Problem to work on ::
Produce an exact transcription of every entry.
++++ Data extract ++++
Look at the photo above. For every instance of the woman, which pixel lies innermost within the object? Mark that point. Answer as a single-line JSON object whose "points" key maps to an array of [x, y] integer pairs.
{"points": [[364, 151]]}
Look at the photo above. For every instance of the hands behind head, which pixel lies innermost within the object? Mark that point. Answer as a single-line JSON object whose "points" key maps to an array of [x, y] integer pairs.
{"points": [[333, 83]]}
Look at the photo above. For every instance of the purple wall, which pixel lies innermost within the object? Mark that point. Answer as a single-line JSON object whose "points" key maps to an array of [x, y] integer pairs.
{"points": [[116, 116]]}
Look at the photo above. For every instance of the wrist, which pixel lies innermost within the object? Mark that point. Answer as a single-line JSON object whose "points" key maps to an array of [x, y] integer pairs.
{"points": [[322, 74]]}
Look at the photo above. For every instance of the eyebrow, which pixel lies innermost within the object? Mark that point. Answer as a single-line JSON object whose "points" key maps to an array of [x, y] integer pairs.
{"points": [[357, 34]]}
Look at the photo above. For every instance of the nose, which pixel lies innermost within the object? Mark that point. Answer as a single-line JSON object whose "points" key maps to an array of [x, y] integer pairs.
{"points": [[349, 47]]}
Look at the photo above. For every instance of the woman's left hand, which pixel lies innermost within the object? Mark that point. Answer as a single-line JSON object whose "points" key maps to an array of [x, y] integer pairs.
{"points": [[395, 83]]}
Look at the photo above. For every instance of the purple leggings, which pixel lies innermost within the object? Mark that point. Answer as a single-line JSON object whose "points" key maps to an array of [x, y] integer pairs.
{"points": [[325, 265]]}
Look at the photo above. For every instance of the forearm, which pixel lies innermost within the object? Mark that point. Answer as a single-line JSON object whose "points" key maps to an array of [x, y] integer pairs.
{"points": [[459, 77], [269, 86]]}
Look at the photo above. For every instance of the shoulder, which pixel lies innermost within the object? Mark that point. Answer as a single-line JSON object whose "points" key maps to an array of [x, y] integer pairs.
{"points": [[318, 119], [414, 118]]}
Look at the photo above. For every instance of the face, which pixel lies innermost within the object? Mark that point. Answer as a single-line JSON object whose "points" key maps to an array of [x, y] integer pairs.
++++
Answer to this task ::
Look at the photo above. For every instance of the woman, which pixel lies innermost within the object? Mark that point. Answer as a single-line JSON object whose "points" key maps to an array of [x, y] integer pairs.
{"points": [[364, 151]]}
Look at the photo above. For every instance of the hands behind head, which pixel lies innermost within the object? Mark that point. Answer as a single-line JSON object whose "points" key maps to an array of [x, y] integer pairs.
{"points": [[333, 83]]}
Look at the photo above. For every instance of the purple wall, which pixel lies innermost within the object? Mark that point. Answer as a single-line JSON object whose "points" key maps to an array of [x, y] integer pairs.
{"points": [[116, 116]]}
Look at the photo above. For every instance of the wrist, which pixel lies innermost within the object? Mark that point. Answer as a single-line JSON object whose "points" key maps to an array of [x, y] integer pairs.
{"points": [[322, 74]]}
Look at the photo above. For every instance of the eyebrow, which pixel lies innermost within the object? Mark that point. Answer as a single-line JSON object whose "points" key maps to an array of [x, y] integer pairs.
{"points": [[357, 34]]}
Look at the photo above. For every instance of the nose, which pixel lies innermost within the object? Mark that point. Answer as a single-line JSON object whose "points" key maps to an array of [x, y] integer pairs.
{"points": [[349, 47]]}
Look at the photo above. For every instance of the woman's left hand, which pixel lies innermost within the object? Mark that point. Answer as a single-line JSON object whose "points" key maps to an array of [x, y] integer pairs.
{"points": [[395, 83]]}
Look at the photo above. For every instance of the purple leggings, which pixel lies innermost within the object? Mark that point. Answer as a single-line JSON object whose "points" key maps to an array of [x, y] integer pairs.
{"points": [[325, 265]]}
Look at the photo above. For every instance of the forearm, which pixel lies innermost within the object? Mark that point. Answer as a single-line JSON object whose "points" key maps to an array of [x, y] integer pairs.
{"points": [[459, 77], [269, 86]]}
Look at the photo above. For every instance of the shoulder, which pixel lies innermost within the object? Mark that point. Answer as a single-line JSON object whose "points" key maps to an array of [x, y] integer pairs.
{"points": [[318, 119], [414, 118]]}
Look at the photo above. For every instance of the face, which pixel lies innermost within the object? Mark that point. Answer as a single-line JSON object whose "points" key maps to an array of [x, y] integer pairs.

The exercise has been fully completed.